(To be done)
Determine how many lines in the items below contain the word "white". Reply with that number alone.
**** Provided records ****
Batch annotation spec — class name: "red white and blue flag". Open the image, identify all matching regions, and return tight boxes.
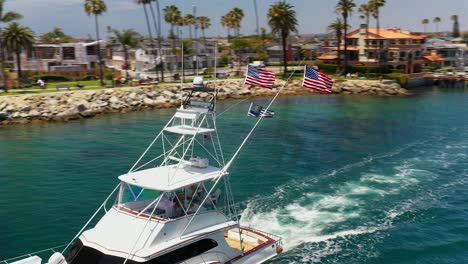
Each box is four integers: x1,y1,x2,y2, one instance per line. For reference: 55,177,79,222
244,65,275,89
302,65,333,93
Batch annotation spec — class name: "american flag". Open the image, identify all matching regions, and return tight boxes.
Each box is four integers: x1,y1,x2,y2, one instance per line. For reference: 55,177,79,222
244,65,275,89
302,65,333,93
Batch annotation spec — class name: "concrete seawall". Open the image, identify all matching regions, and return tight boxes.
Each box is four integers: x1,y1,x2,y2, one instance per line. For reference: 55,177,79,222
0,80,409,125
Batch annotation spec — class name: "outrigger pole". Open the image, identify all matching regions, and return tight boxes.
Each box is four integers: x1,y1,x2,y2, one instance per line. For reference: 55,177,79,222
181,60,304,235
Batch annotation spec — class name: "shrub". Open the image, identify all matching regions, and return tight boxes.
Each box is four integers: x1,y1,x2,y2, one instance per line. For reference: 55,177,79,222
****
**** Provided records ****
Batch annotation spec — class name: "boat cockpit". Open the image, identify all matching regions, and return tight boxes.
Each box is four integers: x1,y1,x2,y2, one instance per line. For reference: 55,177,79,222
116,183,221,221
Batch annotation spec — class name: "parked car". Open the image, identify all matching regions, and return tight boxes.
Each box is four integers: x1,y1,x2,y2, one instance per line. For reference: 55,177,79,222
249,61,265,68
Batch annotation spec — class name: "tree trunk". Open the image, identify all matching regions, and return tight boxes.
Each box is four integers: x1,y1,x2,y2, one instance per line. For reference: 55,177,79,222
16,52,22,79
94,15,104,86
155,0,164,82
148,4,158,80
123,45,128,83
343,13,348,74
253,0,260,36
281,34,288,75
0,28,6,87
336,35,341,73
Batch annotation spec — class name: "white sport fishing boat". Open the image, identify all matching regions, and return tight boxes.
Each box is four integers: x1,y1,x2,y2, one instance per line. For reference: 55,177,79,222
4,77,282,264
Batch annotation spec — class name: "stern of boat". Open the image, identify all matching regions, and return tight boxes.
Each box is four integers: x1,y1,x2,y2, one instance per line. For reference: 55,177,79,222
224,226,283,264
****
(Solution for this problem)
2